→ **WORK REQUIRED**
Select every line in the records below that contains the string "oreo", matching case exactly, and copy each one.

--- DATA ROWS ---

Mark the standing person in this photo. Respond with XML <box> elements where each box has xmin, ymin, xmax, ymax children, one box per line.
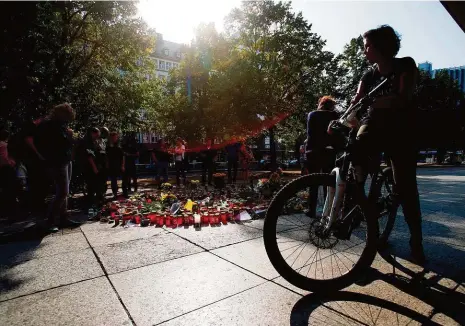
<box><xmin>0</xmin><ymin>128</ymin><xmax>20</xmax><ymax>217</ymax></box>
<box><xmin>152</xmin><ymin>139</ymin><xmax>170</xmax><ymax>186</ymax></box>
<box><xmin>299</xmin><ymin>139</ymin><xmax>308</xmax><ymax>175</ymax></box>
<box><xmin>95</xmin><ymin>127</ymin><xmax>110</xmax><ymax>204</ymax></box>
<box><xmin>239</xmin><ymin>141</ymin><xmax>253</xmax><ymax>181</ymax></box>
<box><xmin>174</xmin><ymin>138</ymin><xmax>186</xmax><ymax>186</ymax></box>
<box><xmin>225</xmin><ymin>138</ymin><xmax>241</xmax><ymax>183</ymax></box>
<box><xmin>18</xmin><ymin>117</ymin><xmax>49</xmax><ymax>214</ymax></box>
<box><xmin>344</xmin><ymin>25</ymin><xmax>425</xmax><ymax>265</ymax></box>
<box><xmin>34</xmin><ymin>103</ymin><xmax>74</xmax><ymax>232</ymax></box>
<box><xmin>200</xmin><ymin>139</ymin><xmax>217</xmax><ymax>185</ymax></box>
<box><xmin>306</xmin><ymin>96</ymin><xmax>339</xmax><ymax>218</ymax></box>
<box><xmin>78</xmin><ymin>127</ymin><xmax>102</xmax><ymax>208</ymax></box>
<box><xmin>123</xmin><ymin>136</ymin><xmax>139</xmax><ymax>197</ymax></box>
<box><xmin>106</xmin><ymin>131</ymin><xmax>125</xmax><ymax>198</ymax></box>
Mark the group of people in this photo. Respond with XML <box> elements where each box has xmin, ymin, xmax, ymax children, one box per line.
<box><xmin>0</xmin><ymin>103</ymin><xmax>139</xmax><ymax>232</ymax></box>
<box><xmin>76</xmin><ymin>127</ymin><xmax>139</xmax><ymax>206</ymax></box>
<box><xmin>305</xmin><ymin>25</ymin><xmax>425</xmax><ymax>263</ymax></box>
<box><xmin>150</xmin><ymin>138</ymin><xmax>253</xmax><ymax>186</ymax></box>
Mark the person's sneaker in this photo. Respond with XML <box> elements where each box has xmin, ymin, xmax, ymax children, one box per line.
<box><xmin>48</xmin><ymin>226</ymin><xmax>59</xmax><ymax>233</ymax></box>
<box><xmin>60</xmin><ymin>218</ymin><xmax>82</xmax><ymax>228</ymax></box>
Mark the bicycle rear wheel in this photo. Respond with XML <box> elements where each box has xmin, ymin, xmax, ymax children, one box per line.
<box><xmin>376</xmin><ymin>167</ymin><xmax>399</xmax><ymax>250</ymax></box>
<box><xmin>263</xmin><ymin>174</ymin><xmax>378</xmax><ymax>292</ymax></box>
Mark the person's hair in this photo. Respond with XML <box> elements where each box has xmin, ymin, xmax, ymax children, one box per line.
<box><xmin>50</xmin><ymin>103</ymin><xmax>75</xmax><ymax>121</ymax></box>
<box><xmin>0</xmin><ymin>129</ymin><xmax>10</xmax><ymax>141</ymax></box>
<box><xmin>318</xmin><ymin>95</ymin><xmax>336</xmax><ymax>111</ymax></box>
<box><xmin>363</xmin><ymin>25</ymin><xmax>401</xmax><ymax>58</ymax></box>
<box><xmin>87</xmin><ymin>127</ymin><xmax>100</xmax><ymax>137</ymax></box>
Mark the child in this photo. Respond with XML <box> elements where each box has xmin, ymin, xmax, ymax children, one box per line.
<box><xmin>123</xmin><ymin>137</ymin><xmax>139</xmax><ymax>197</ymax></box>
<box><xmin>174</xmin><ymin>138</ymin><xmax>186</xmax><ymax>186</ymax></box>
<box><xmin>106</xmin><ymin>131</ymin><xmax>125</xmax><ymax>198</ymax></box>
<box><xmin>0</xmin><ymin>129</ymin><xmax>19</xmax><ymax>215</ymax></box>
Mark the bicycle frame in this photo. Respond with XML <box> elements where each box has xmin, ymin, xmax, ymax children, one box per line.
<box><xmin>322</xmin><ymin>125</ymin><xmax>380</xmax><ymax>231</ymax></box>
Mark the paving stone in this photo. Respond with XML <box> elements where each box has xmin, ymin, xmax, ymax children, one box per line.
<box><xmin>0</xmin><ymin>231</ymin><xmax>89</xmax><ymax>265</ymax></box>
<box><xmin>110</xmin><ymin>253</ymin><xmax>263</xmax><ymax>326</ymax></box>
<box><xmin>95</xmin><ymin>233</ymin><xmax>203</xmax><ymax>274</ymax></box>
<box><xmin>81</xmin><ymin>222</ymin><xmax>165</xmax><ymax>247</ymax></box>
<box><xmin>0</xmin><ymin>277</ymin><xmax>131</xmax><ymax>326</ymax></box>
<box><xmin>162</xmin><ymin>282</ymin><xmax>300</xmax><ymax>326</ymax></box>
<box><xmin>0</xmin><ymin>249</ymin><xmax>103</xmax><ymax>301</ymax></box>
<box><xmin>169</xmin><ymin>224</ymin><xmax>263</xmax><ymax>250</ymax></box>
<box><xmin>212</xmin><ymin>238</ymin><xmax>279</xmax><ymax>280</ymax></box>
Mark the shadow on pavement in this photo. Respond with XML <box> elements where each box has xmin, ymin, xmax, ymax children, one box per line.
<box><xmin>290</xmin><ymin>254</ymin><xmax>465</xmax><ymax>326</ymax></box>
<box><xmin>289</xmin><ymin>291</ymin><xmax>440</xmax><ymax>326</ymax></box>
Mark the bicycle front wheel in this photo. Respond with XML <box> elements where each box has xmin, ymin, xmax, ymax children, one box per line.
<box><xmin>263</xmin><ymin>174</ymin><xmax>378</xmax><ymax>292</ymax></box>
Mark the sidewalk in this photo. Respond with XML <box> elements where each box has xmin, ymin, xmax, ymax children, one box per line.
<box><xmin>0</xmin><ymin>169</ymin><xmax>465</xmax><ymax>326</ymax></box>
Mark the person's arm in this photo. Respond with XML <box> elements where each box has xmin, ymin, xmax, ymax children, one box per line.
<box><xmin>151</xmin><ymin>151</ymin><xmax>158</xmax><ymax>163</ymax></box>
<box><xmin>87</xmin><ymin>156</ymin><xmax>98</xmax><ymax>174</ymax></box>
<box><xmin>24</xmin><ymin>136</ymin><xmax>45</xmax><ymax>161</ymax></box>
<box><xmin>371</xmin><ymin>62</ymin><xmax>418</xmax><ymax>109</ymax></box>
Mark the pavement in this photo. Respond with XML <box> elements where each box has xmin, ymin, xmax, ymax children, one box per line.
<box><xmin>0</xmin><ymin>168</ymin><xmax>465</xmax><ymax>326</ymax></box>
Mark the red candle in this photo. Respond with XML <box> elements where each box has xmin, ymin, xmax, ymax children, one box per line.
<box><xmin>157</xmin><ymin>216</ymin><xmax>163</xmax><ymax>227</ymax></box>
<box><xmin>169</xmin><ymin>215</ymin><xmax>178</xmax><ymax>228</ymax></box>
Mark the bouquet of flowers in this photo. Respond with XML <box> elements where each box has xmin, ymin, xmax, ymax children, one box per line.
<box><xmin>161</xmin><ymin>182</ymin><xmax>173</xmax><ymax>191</ymax></box>
<box><xmin>161</xmin><ymin>192</ymin><xmax>178</xmax><ymax>206</ymax></box>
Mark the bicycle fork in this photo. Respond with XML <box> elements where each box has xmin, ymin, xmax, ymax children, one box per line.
<box><xmin>323</xmin><ymin>168</ymin><xmax>346</xmax><ymax>230</ymax></box>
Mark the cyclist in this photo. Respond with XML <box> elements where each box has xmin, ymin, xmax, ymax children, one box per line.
<box><xmin>305</xmin><ymin>96</ymin><xmax>339</xmax><ymax>218</ymax></box>
<box><xmin>349</xmin><ymin>25</ymin><xmax>425</xmax><ymax>264</ymax></box>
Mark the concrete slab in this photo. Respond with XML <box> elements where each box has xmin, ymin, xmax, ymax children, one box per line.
<box><xmin>94</xmin><ymin>233</ymin><xmax>203</xmax><ymax>274</ymax></box>
<box><xmin>81</xmin><ymin>222</ymin><xmax>165</xmax><ymax>247</ymax></box>
<box><xmin>169</xmin><ymin>224</ymin><xmax>262</xmax><ymax>250</ymax></box>
<box><xmin>0</xmin><ymin>277</ymin><xmax>131</xmax><ymax>326</ymax></box>
<box><xmin>110</xmin><ymin>253</ymin><xmax>263</xmax><ymax>326</ymax></box>
<box><xmin>0</xmin><ymin>232</ymin><xmax>89</xmax><ymax>265</ymax></box>
<box><xmin>212</xmin><ymin>238</ymin><xmax>279</xmax><ymax>280</ymax></box>
<box><xmin>162</xmin><ymin>282</ymin><xmax>300</xmax><ymax>326</ymax></box>
<box><xmin>0</xmin><ymin>249</ymin><xmax>103</xmax><ymax>301</ymax></box>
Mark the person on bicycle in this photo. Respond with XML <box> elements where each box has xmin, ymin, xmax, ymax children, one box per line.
<box><xmin>349</xmin><ymin>25</ymin><xmax>425</xmax><ymax>264</ymax></box>
<box><xmin>305</xmin><ymin>96</ymin><xmax>339</xmax><ymax>218</ymax></box>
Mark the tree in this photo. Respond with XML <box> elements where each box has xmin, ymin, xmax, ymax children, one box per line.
<box><xmin>337</xmin><ymin>35</ymin><xmax>370</xmax><ymax>106</ymax></box>
<box><xmin>0</xmin><ymin>1</ymin><xmax>159</xmax><ymax>132</ymax></box>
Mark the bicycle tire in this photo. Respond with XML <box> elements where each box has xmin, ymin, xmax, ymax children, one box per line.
<box><xmin>377</xmin><ymin>167</ymin><xmax>399</xmax><ymax>250</ymax></box>
<box><xmin>263</xmin><ymin>173</ymin><xmax>378</xmax><ymax>293</ymax></box>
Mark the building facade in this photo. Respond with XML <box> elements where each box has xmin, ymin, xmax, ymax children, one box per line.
<box><xmin>418</xmin><ymin>61</ymin><xmax>465</xmax><ymax>92</ymax></box>
<box><xmin>152</xmin><ymin>33</ymin><xmax>186</xmax><ymax>79</ymax></box>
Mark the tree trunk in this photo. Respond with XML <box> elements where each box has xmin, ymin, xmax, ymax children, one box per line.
<box><xmin>269</xmin><ymin>127</ymin><xmax>277</xmax><ymax>172</ymax></box>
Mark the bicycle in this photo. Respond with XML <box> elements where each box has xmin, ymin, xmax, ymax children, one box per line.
<box><xmin>263</xmin><ymin>79</ymin><xmax>398</xmax><ymax>292</ymax></box>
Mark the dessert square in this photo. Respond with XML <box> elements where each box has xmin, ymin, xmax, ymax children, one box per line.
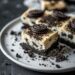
<box><xmin>21</xmin><ymin>8</ymin><xmax>44</xmax><ymax>26</ymax></box>
<box><xmin>21</xmin><ymin>24</ymin><xmax>58</xmax><ymax>52</ymax></box>
<box><xmin>59</xmin><ymin>18</ymin><xmax>75</xmax><ymax>48</ymax></box>
<box><xmin>41</xmin><ymin>0</ymin><xmax>67</xmax><ymax>11</ymax></box>
<box><xmin>36</xmin><ymin>10</ymin><xmax>70</xmax><ymax>31</ymax></box>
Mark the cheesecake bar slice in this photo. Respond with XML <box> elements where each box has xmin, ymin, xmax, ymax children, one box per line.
<box><xmin>59</xmin><ymin>18</ymin><xmax>75</xmax><ymax>48</ymax></box>
<box><xmin>36</xmin><ymin>10</ymin><xmax>70</xmax><ymax>31</ymax></box>
<box><xmin>41</xmin><ymin>0</ymin><xmax>67</xmax><ymax>11</ymax></box>
<box><xmin>21</xmin><ymin>24</ymin><xmax>58</xmax><ymax>52</ymax></box>
<box><xmin>21</xmin><ymin>8</ymin><xmax>44</xmax><ymax>26</ymax></box>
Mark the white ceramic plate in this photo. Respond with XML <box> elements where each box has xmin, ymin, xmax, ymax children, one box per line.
<box><xmin>0</xmin><ymin>18</ymin><xmax>75</xmax><ymax>73</ymax></box>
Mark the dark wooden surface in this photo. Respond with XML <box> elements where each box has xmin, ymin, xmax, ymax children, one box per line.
<box><xmin>0</xmin><ymin>0</ymin><xmax>75</xmax><ymax>75</ymax></box>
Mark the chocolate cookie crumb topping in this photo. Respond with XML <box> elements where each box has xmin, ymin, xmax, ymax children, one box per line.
<box><xmin>53</xmin><ymin>10</ymin><xmax>69</xmax><ymax>21</ymax></box>
<box><xmin>21</xmin><ymin>23</ymin><xmax>30</xmax><ymax>29</ymax></box>
<box><xmin>56</xmin><ymin>64</ymin><xmax>61</xmax><ymax>68</ymax></box>
<box><xmin>68</xmin><ymin>19</ymin><xmax>75</xmax><ymax>32</ymax></box>
<box><xmin>30</xmin><ymin>24</ymin><xmax>48</xmax><ymax>34</ymax></box>
<box><xmin>16</xmin><ymin>53</ymin><xmax>22</xmax><ymax>58</ymax></box>
<box><xmin>28</xmin><ymin>10</ymin><xmax>44</xmax><ymax>18</ymax></box>
<box><xmin>10</xmin><ymin>31</ymin><xmax>17</xmax><ymax>35</ymax></box>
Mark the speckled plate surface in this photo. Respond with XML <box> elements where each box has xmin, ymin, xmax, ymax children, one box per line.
<box><xmin>0</xmin><ymin>18</ymin><xmax>75</xmax><ymax>73</ymax></box>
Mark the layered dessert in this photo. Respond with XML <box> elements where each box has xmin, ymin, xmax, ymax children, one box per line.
<box><xmin>22</xmin><ymin>24</ymin><xmax>58</xmax><ymax>52</ymax></box>
<box><xmin>41</xmin><ymin>0</ymin><xmax>67</xmax><ymax>11</ymax></box>
<box><xmin>36</xmin><ymin>10</ymin><xmax>70</xmax><ymax>31</ymax></box>
<box><xmin>21</xmin><ymin>10</ymin><xmax>75</xmax><ymax>52</ymax></box>
<box><xmin>21</xmin><ymin>8</ymin><xmax>44</xmax><ymax>26</ymax></box>
<box><xmin>59</xmin><ymin>18</ymin><xmax>75</xmax><ymax>48</ymax></box>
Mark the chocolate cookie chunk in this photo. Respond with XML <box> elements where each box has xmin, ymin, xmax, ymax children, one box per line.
<box><xmin>53</xmin><ymin>10</ymin><xmax>69</xmax><ymax>21</ymax></box>
<box><xmin>41</xmin><ymin>15</ymin><xmax>57</xmax><ymax>27</ymax></box>
<box><xmin>31</xmin><ymin>24</ymin><xmax>48</xmax><ymax>34</ymax></box>
<box><xmin>68</xmin><ymin>19</ymin><xmax>75</xmax><ymax>32</ymax></box>
<box><xmin>21</xmin><ymin>23</ymin><xmax>30</xmax><ymax>29</ymax></box>
<box><xmin>28</xmin><ymin>10</ymin><xmax>44</xmax><ymax>18</ymax></box>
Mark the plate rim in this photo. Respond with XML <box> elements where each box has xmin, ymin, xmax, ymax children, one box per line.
<box><xmin>0</xmin><ymin>17</ymin><xmax>75</xmax><ymax>73</ymax></box>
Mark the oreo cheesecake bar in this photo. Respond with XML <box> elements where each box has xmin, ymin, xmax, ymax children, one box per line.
<box><xmin>41</xmin><ymin>0</ymin><xmax>67</xmax><ymax>11</ymax></box>
<box><xmin>60</xmin><ymin>18</ymin><xmax>75</xmax><ymax>48</ymax></box>
<box><xmin>21</xmin><ymin>24</ymin><xmax>58</xmax><ymax>52</ymax></box>
<box><xmin>36</xmin><ymin>10</ymin><xmax>70</xmax><ymax>31</ymax></box>
<box><xmin>21</xmin><ymin>8</ymin><xmax>44</xmax><ymax>26</ymax></box>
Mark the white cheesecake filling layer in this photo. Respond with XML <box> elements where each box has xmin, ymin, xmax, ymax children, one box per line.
<box><xmin>22</xmin><ymin>31</ymin><xmax>58</xmax><ymax>51</ymax></box>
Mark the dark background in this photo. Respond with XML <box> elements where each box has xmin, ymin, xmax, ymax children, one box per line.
<box><xmin>0</xmin><ymin>0</ymin><xmax>75</xmax><ymax>75</ymax></box>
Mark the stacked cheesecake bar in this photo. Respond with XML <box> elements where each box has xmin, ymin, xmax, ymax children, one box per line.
<box><xmin>21</xmin><ymin>9</ymin><xmax>75</xmax><ymax>52</ymax></box>
<box><xmin>41</xmin><ymin>0</ymin><xmax>67</xmax><ymax>11</ymax></box>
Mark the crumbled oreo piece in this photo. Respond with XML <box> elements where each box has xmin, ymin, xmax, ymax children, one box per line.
<box><xmin>30</xmin><ymin>24</ymin><xmax>48</xmax><ymax>34</ymax></box>
<box><xmin>10</xmin><ymin>31</ymin><xmax>17</xmax><ymax>35</ymax></box>
<box><xmin>68</xmin><ymin>19</ymin><xmax>75</xmax><ymax>32</ymax></box>
<box><xmin>56</xmin><ymin>64</ymin><xmax>61</xmax><ymax>68</ymax></box>
<box><xmin>68</xmin><ymin>34</ymin><xmax>73</xmax><ymax>39</ymax></box>
<box><xmin>53</xmin><ymin>10</ymin><xmax>69</xmax><ymax>21</ymax></box>
<box><xmin>20</xmin><ymin>43</ymin><xmax>30</xmax><ymax>51</ymax></box>
<box><xmin>42</xmin><ymin>57</ymin><xmax>47</xmax><ymax>61</ymax></box>
<box><xmin>16</xmin><ymin>53</ymin><xmax>22</xmax><ymax>58</ymax></box>
<box><xmin>15</xmin><ymin>37</ymin><xmax>18</xmax><ymax>41</ymax></box>
<box><xmin>21</xmin><ymin>23</ymin><xmax>30</xmax><ymax>29</ymax></box>
<box><xmin>28</xmin><ymin>10</ymin><xmax>44</xmax><ymax>18</ymax></box>
<box><xmin>18</xmin><ymin>32</ymin><xmax>21</xmax><ymax>35</ymax></box>
<box><xmin>73</xmin><ymin>51</ymin><xmax>75</xmax><ymax>54</ymax></box>
<box><xmin>56</xmin><ymin>53</ymin><xmax>67</xmax><ymax>62</ymax></box>
<box><xmin>5</xmin><ymin>62</ymin><xmax>11</xmax><ymax>66</ymax></box>
<box><xmin>11</xmin><ymin>49</ymin><xmax>14</xmax><ymax>52</ymax></box>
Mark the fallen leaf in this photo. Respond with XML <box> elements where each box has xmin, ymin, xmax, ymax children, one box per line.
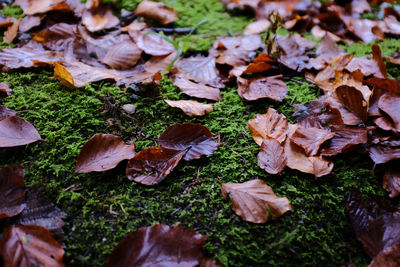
<box><xmin>257</xmin><ymin>139</ymin><xmax>286</xmax><ymax>174</ymax></box>
<box><xmin>383</xmin><ymin>166</ymin><xmax>400</xmax><ymax>198</ymax></box>
<box><xmin>238</xmin><ymin>75</ymin><xmax>288</xmax><ymax>102</ymax></box>
<box><xmin>290</xmin><ymin>125</ymin><xmax>335</xmax><ymax>156</ymax></box>
<box><xmin>158</xmin><ymin>123</ymin><xmax>220</xmax><ymax>161</ymax></box>
<box><xmin>248</xmin><ymin>108</ymin><xmax>289</xmax><ymax>146</ymax></box>
<box><xmin>126</xmin><ymin>147</ymin><xmax>185</xmax><ymax>185</ymax></box>
<box><xmin>378</xmin><ymin>93</ymin><xmax>400</xmax><ymax>132</ymax></box>
<box><xmin>320</xmin><ymin>125</ymin><xmax>368</xmax><ymax>156</ymax></box>
<box><xmin>0</xmin><ymin>164</ymin><xmax>26</xmax><ymax>219</ymax></box>
<box><xmin>164</xmin><ymin>99</ymin><xmax>213</xmax><ymax>117</ymax></box>
<box><xmin>134</xmin><ymin>0</ymin><xmax>178</xmax><ymax>25</ymax></box>
<box><xmin>107</xmin><ymin>224</ymin><xmax>207</xmax><ymax>267</ymax></box>
<box><xmin>221</xmin><ymin>179</ymin><xmax>292</xmax><ymax>223</ymax></box>
<box><xmin>0</xmin><ymin>225</ymin><xmax>64</xmax><ymax>267</ymax></box>
<box><xmin>0</xmin><ymin>116</ymin><xmax>42</xmax><ymax>147</ymax></box>
<box><xmin>129</xmin><ymin>31</ymin><xmax>176</xmax><ymax>56</ymax></box>
<box><xmin>173</xmin><ymin>76</ymin><xmax>222</xmax><ymax>101</ymax></box>
<box><xmin>75</xmin><ymin>134</ymin><xmax>135</xmax><ymax>173</ymax></box>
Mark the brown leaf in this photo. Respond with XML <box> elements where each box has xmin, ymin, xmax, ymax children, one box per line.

---

→ **ANSWER TO THIS PROBLEM**
Mark the oreo cheesecake bar in this photo. Respond with XML <box> elements where each box has xmin, ymin, xmax, ymax children, one box per line.
Mark the crumbled oreo piece in this photo. Respond with XML <box> elements where each box has xmin, ymin, xmax, ymax children, one box per line.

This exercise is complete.